◆ Aim of the task ◆
For every line in the material, set down an identical one.
Exercise material Block Start
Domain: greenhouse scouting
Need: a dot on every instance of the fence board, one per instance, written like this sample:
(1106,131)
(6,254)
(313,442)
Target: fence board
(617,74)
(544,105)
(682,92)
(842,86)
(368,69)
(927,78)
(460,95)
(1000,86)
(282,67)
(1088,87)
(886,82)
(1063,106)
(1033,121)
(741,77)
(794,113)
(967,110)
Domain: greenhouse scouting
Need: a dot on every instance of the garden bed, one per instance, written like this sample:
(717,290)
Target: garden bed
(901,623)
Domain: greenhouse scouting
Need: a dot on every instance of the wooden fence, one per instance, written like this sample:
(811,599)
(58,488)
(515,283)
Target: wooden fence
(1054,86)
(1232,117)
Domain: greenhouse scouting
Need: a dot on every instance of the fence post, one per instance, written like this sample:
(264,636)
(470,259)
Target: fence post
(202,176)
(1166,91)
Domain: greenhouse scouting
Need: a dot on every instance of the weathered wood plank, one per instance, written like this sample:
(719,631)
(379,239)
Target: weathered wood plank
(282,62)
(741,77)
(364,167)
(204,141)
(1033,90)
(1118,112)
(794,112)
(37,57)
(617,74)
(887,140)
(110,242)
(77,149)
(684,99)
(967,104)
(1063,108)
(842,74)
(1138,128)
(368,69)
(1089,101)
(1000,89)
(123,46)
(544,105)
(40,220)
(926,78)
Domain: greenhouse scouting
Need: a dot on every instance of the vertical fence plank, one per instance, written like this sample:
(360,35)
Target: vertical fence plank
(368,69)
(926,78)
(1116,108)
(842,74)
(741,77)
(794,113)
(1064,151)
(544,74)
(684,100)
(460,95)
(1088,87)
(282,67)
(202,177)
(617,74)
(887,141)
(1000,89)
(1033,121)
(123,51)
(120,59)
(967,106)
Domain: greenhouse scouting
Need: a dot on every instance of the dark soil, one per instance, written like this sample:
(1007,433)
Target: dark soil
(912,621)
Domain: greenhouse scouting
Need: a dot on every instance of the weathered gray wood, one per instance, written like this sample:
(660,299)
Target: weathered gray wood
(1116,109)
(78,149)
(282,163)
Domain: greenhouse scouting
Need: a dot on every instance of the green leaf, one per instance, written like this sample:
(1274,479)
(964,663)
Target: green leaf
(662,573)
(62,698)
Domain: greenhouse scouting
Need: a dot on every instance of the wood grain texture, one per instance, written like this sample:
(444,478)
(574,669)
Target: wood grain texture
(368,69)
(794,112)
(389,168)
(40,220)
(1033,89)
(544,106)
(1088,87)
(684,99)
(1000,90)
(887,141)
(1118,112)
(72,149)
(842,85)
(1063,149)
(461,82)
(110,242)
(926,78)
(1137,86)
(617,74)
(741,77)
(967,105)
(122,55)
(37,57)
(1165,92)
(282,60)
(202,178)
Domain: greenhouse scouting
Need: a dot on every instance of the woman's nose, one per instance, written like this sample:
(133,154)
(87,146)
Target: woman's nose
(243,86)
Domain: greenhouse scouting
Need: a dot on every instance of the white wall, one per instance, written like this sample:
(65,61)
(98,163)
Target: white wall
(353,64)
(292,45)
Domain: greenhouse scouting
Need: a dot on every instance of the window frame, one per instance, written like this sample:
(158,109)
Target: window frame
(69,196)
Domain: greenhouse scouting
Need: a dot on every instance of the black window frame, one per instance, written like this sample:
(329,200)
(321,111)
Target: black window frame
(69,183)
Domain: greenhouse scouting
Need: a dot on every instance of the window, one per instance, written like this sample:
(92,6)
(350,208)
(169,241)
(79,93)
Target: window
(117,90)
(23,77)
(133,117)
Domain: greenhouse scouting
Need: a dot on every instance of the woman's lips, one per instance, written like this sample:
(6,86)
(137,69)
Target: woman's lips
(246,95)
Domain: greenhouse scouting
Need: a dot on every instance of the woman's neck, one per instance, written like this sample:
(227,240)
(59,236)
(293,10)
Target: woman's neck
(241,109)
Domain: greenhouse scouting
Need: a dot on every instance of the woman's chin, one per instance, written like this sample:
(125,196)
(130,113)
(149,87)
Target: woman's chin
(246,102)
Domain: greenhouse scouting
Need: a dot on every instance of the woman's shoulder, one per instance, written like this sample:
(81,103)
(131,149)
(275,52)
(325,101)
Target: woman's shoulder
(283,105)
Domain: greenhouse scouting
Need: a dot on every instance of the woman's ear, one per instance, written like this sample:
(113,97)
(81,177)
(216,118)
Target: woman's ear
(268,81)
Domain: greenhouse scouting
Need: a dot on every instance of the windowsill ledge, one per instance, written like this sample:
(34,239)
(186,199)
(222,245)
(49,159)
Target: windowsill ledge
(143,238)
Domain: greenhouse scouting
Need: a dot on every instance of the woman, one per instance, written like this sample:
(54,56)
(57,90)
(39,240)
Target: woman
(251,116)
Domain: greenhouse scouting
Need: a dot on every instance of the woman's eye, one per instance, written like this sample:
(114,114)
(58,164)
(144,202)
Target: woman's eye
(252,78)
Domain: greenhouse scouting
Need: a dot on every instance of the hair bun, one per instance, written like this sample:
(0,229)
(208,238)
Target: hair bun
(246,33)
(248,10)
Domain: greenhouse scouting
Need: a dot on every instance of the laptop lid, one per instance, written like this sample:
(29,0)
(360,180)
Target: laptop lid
Exercise material Block End
◆ Output of the task ◆
Domain: greenhouse scouting
Need: a dot on every instance of the fence board, one per instance, written like this sample:
(1106,131)
(6,254)
(313,442)
Target: fence board
(617,74)
(544,105)
(682,92)
(842,86)
(368,69)
(927,78)
(460,95)
(1000,86)
(282,67)
(1088,87)
(886,82)
(1063,106)
(1033,121)
(741,77)
(794,113)
(967,110)
Domain: greenhouse scouting
Need: a dot on every instance of the garden bed, one per instance, written like this sample:
(717,290)
Target: garden bed
(901,623)
Domain: greenhouse scouting
Need: a dot on every instance of the wooden fence, one per instance, written like this sample:
(811,599)
(58,488)
(515,283)
Target: wooden fence
(1054,86)
(1232,117)
Domain: greenhouse scouting
Need: a dot on every instance of the fence post, one per instance, written like this sample:
(264,636)
(470,259)
Target: fence post
(202,176)
(1166,91)
Domain: greenhouse scouting
Need: a dot on every instance of the weathered wood plank, one per instance, written like this sample:
(719,631)
(379,239)
Target: weathered wood plank
(282,62)
(741,77)
(364,167)
(204,141)
(1033,90)
(1118,112)
(794,112)
(37,57)
(617,74)
(887,140)
(110,242)
(77,149)
(684,99)
(967,104)
(1063,108)
(842,74)
(1138,128)
(368,69)
(1089,101)
(1000,89)
(123,46)
(544,105)
(40,220)
(926,78)
Domain: greenhouse scouting
Need: a dot on every instance of the vertical fence plank, one per instance, written like this sample:
(360,35)
Target: vertical fence plank
(368,69)
(926,78)
(1116,108)
(842,74)
(741,77)
(794,113)
(1064,151)
(544,74)
(684,100)
(460,95)
(1088,87)
(282,67)
(202,177)
(617,74)
(887,141)
(1000,89)
(1033,121)
(123,51)
(120,59)
(967,106)
Domain: greenhouse scouting
Need: a dot on every instance of the dark soil, one per instance, written like this sample:
(1007,433)
Target: dark soil
(912,621)
Domain: greenhouse scouting
Need: a dot on every instance of the weathered gray wood, one per instance, written like this sample:
(660,299)
Target: weathered gray wood
(1116,109)
(78,149)
(282,163)
Domain: greenhouse scouting
Need: a dot on every instance of the green leaf, one per instance, written like this sample:
(1274,479)
(964,663)
Target: green leaf
(662,573)
(62,698)
Domain: greenhouse scouting
Need: a dot on every instance of the wood grain texture, one per instance, written like this sample:
(444,478)
(574,669)
Target: wood grain texture
(368,69)
(794,112)
(389,168)
(40,220)
(1033,89)
(544,106)
(1088,87)
(684,99)
(1000,90)
(887,141)
(1118,112)
(72,149)
(842,85)
(1063,149)
(461,82)
(110,242)
(926,78)
(1137,86)
(617,74)
(741,77)
(967,105)
(122,55)
(37,57)
(1165,92)
(282,60)
(202,178)
Domain: greenhouse scouting
Need: a dot on every instance of the woman's nose, one per instance, written like this sample:
(133,154)
(87,146)
Target: woman's nose
(243,86)
Domain: greenhouse scouting
Need: a dot on every instance of the white wall, one per instance, written like this sample:
(65,61)
(98,163)
Target: white wall
(353,64)
(292,45)
Domain: greenhouse scouting
Need: a dot on every instance of the window frame, one per instance, written like this sample:
(158,109)
Target: window frame
(69,196)
Domain: greenhouse scouting
Need: a dot on every instance of the black window frame, one per instance, written like this sample:
(329,200)
(321,111)
Target: black window frame
(69,183)
Domain: greenhouse scouting
Need: a dot on every instance of the window, one per instance, written like this sample:
(92,6)
(350,208)
(169,241)
(79,93)
Target: window
(117,90)
(23,77)
(133,117)
Domain: greenhouse scouting
Need: a dot on every instance of the woman's lips, one per instance, written like this sample:
(6,86)
(137,69)
Target: woman's lips
(246,95)
Domain: greenhouse scouting
Need: a dot on every instance of the woman's neck, one per instance, written like this sample:
(227,240)
(59,236)
(293,10)
Target: woman's neck
(241,109)
Domain: greenhouse scouting
Need: a dot on every instance of the woman's chin, one per instance, written like this sample:
(125,196)
(130,113)
(149,87)
Target: woman's chin
(246,102)
Domain: greenhouse scouting
Need: a dot on every instance of the woman's shoulder, one per instance, written like this sample:
(81,103)
(131,149)
(275,52)
(325,101)
Target: woman's shoulder
(283,105)
Domain: greenhouse scouting
Need: a dot on every instance of the woman's ear, one per instance, written like this sample:
(113,97)
(81,177)
(216,118)
Target: woman's ear
(268,81)
Domain: greenhouse scouting
Need: a dot on every instance of the windowsill ledge, one per instance, written like this sample:
(34,239)
(186,199)
(222,245)
(49,159)
Target: windowsill ledge
(143,238)
Domain: greenhouse scouting
Need: a dot on every instance of the woman, one per instance, written like this sample:
(54,56)
(57,90)
(39,240)
Target: woman
(251,116)
Domain: greenhouse scouting
Need: a dot on every instance of the woman's eye, one per instance, written like this sample:
(114,114)
(58,164)
(144,202)
Target: woman's eye
(252,78)
Domain: greenhouse scouting
Need: a dot on every instance of the hair bun, one per instance, written like this sample:
(0,229)
(208,238)
Target: hair bun
(246,33)
(248,10)
Domain: greenhouse scouting
Need: a dot on every instance of the laptop lid, one per instance, written like this sample:
(29,0)
(360,180)
Target: laptop lid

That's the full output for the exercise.